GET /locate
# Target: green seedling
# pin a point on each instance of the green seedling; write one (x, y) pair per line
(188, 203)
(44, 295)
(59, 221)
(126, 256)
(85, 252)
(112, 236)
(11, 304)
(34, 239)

What is needed: Give the rows above as a Markdown table with two columns, Number and Line text, holding each line's position and its wording, with blank lines left out.

Answer to this exercise:
| Number | Line text |
|---|---|
| 1 | GET /locate |
| 2 | # Target: green seedling |
| 3 | # pin a point on each instance of the green seedling; write one (x, y) pair per line |
| 4 | (188, 203) |
| 5 | (44, 295) |
| 6 | (59, 221) |
| 7 | (126, 256) |
| 8 | (85, 252) |
| 9 | (112, 236) |
| 10 | (11, 304) |
| 11 | (34, 239) |